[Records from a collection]
============================================================

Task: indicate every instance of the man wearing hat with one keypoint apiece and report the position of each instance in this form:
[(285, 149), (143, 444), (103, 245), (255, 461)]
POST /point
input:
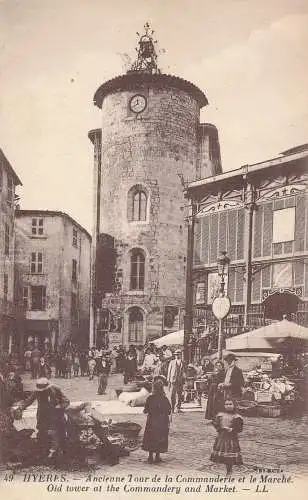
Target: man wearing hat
[(51, 403), (234, 379), (175, 380)]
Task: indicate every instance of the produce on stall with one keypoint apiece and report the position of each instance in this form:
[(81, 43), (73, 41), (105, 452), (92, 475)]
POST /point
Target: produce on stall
[(278, 387)]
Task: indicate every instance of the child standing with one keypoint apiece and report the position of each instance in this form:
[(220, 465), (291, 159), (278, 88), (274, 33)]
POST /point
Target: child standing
[(158, 408), (226, 448)]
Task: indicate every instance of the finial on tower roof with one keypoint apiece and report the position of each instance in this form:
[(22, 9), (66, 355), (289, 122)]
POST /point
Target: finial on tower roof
[(147, 58)]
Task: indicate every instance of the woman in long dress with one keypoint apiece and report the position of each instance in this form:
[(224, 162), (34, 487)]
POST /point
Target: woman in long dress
[(158, 409), (215, 396), (228, 424)]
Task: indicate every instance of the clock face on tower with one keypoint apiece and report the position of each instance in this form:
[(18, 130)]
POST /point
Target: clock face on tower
[(138, 103)]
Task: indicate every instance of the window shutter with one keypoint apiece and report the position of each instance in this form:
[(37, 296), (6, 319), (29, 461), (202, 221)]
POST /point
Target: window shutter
[(306, 217), (197, 243), (298, 271), (300, 223), (231, 285), (130, 206), (266, 277), (205, 239), (240, 233), (257, 240), (232, 234), (222, 242), (214, 238), (239, 287), (267, 229), (306, 280), (256, 287)]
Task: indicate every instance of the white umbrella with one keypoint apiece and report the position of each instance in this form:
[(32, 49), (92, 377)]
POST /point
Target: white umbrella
[(266, 336), (174, 338)]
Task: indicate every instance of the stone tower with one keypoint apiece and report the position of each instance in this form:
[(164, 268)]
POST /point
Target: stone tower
[(150, 138)]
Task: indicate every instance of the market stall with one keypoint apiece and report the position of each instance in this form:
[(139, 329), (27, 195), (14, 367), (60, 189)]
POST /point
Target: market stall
[(173, 338), (278, 386)]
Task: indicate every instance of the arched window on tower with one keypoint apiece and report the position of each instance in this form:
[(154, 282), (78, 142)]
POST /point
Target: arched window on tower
[(137, 204), (135, 326), (137, 266)]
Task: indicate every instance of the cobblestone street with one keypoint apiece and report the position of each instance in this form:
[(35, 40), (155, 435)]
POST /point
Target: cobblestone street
[(271, 442)]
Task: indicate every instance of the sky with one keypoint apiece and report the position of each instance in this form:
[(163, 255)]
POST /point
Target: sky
[(248, 56)]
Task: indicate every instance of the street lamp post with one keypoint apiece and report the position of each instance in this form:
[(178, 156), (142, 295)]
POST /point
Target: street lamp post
[(221, 304)]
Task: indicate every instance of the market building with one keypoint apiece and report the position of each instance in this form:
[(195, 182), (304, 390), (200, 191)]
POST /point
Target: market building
[(258, 214), (52, 256), (150, 142), (9, 313)]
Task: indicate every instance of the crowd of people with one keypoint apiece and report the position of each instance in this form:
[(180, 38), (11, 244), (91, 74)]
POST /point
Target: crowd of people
[(167, 371)]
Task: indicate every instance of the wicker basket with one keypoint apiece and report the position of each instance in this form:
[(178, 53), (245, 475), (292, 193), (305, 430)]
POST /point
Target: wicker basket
[(247, 408), (129, 429), (201, 385), (271, 411)]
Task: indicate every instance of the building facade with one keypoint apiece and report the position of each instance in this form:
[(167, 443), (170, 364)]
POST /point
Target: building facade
[(52, 256), (259, 215), (9, 314), (150, 142)]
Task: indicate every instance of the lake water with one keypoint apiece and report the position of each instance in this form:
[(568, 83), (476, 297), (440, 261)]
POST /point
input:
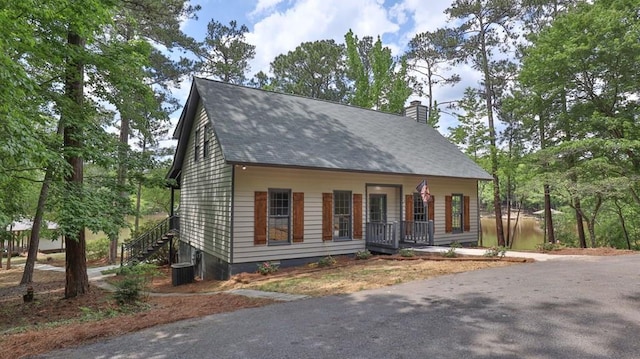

============================================================

What the task requires:
Please retype all of the records above line for line, leaving out the pictures.

Solution:
Task: indicate every instance of the man wearing hat with one keypoint apiece and report the position of each instance in this form:
[(285, 149), (143, 444), (103, 245), (255, 461)]
POST /point
input:
Target: man wearing hat
[(51, 403), (234, 379), (175, 380)]
Task: indicate every instance of the produce on stall with one keypoint apiece and report the position of each instance in this form:
[(81, 43), (73, 41), (105, 452), (92, 475)]
POST /point
Target: produce on stall
[(278, 387)]
Task: indicate every instance of the child standing with one keypoint apiece and report the position of each instance in this form:
[(220, 465), (291, 159), (278, 88), (274, 33)]
POST /point
Target: child standing
[(158, 408), (226, 448)]
Task: indicate every instance of the finial on tower roof with one keypoint apiece and report the position of each instance in this form:
[(22, 9), (66, 355), (289, 122)]
POST /point
Target: finial on tower roof
[(147, 58)]
Task: indicate every instance of the woman in long dress with one keypoint apiece and report the position of each instance in this form:
[(224, 162), (34, 487)]
POST /point
Target: woman in long dress
[(158, 409), (215, 396), (228, 424)]
Task: indicate every instance of the clock face on tower with one keypoint apiece and report the position of each instance in this form:
[(18, 130)]
POST /point
Target: clock face on tower
[(138, 103)]
Task: indicate every instance of the window shutter with one keypoint apiece and report the position of each instance in this form:
[(37, 296), (6, 319), (29, 461), (202, 221)]
POST /point
Target: window shutter
[(306, 217), (197, 243), (298, 271), (300, 223), (231, 285), (130, 206), (266, 277), (205, 239), (240, 233), (257, 240), (232, 234), (222, 242), (214, 238), (239, 287), (267, 229), (306, 280), (256, 287)]
Task: indicate every instance of the white umbrella with one keypoint apiece and report the position of each instance in this form:
[(32, 49), (92, 377)]
POST /point
Target: white umbrella
[(266, 336), (174, 338)]
Task: indicate every instance of the stone tower with one keypoint apiece and report the position of each instance in this form:
[(164, 268)]
POST /point
Target: stone tower
[(150, 138)]
Task: indicate every instance of the market stall with one keypoint apiece and report the position of each instance in this form:
[(139, 329), (27, 195), (14, 367), (60, 189)]
POST /point
Target: market stall
[(173, 338), (278, 386)]
Task: indicate every instance of the arched window on tower with one keypoint apiece and report the position of each instance in this form:
[(154, 282), (78, 142)]
POST /point
Target: arched window on tower
[(137, 204), (135, 326), (137, 266)]
Task: indicate every instance of the cobblestone street with one keypoint apiece and report the position of each instance in this form:
[(35, 40), (155, 435)]
POST /point
Target: cobblestone street
[(271, 442)]
Task: indicate every instance of the sky with one keypoint apiece and report the position of each instance in this form:
[(163, 255)]
POST /point
Target: sky
[(248, 56)]
Task: indicate every instance of the street lamp post with one keypoint apiece and report the position of each instance in this form:
[(178, 156), (142, 295)]
POST /point
Target: street lamp post
[(221, 304)]
Task: indicate every instance of the market building with one keypoint apiece and report the position of each instance in this form:
[(195, 182), (304, 390), (200, 191)]
POST /point
Target: market building
[(258, 214), (52, 256), (150, 142), (9, 313)]
Task: indicate every instance of the crowd of people with one keypoint apiece and report the position of each instance in this form:
[(180, 38), (11, 244), (91, 74)]
POST /point
Target: crowd of people
[(167, 371)]
Task: indicate every instance of the wicker basket with one keypoint apiece and report the position of each instance in this form:
[(178, 53), (245, 475), (292, 193), (305, 430)]
POST /point
Target: wicker basket
[(247, 408), (129, 429), (201, 385), (271, 411)]
Task: indicate every instance of the building facade with one keypoint apiece and report the position of each instance in this form:
[(167, 443), (170, 364)]
POST /point
Target: building facade
[(52, 256), (259, 215), (9, 314), (150, 142)]
Task: indicate every instance of the lake water with one keypoint apiece and report the position of each instance in this form:
[(568, 83), (476, 297), (440, 261)]
POST /point
input:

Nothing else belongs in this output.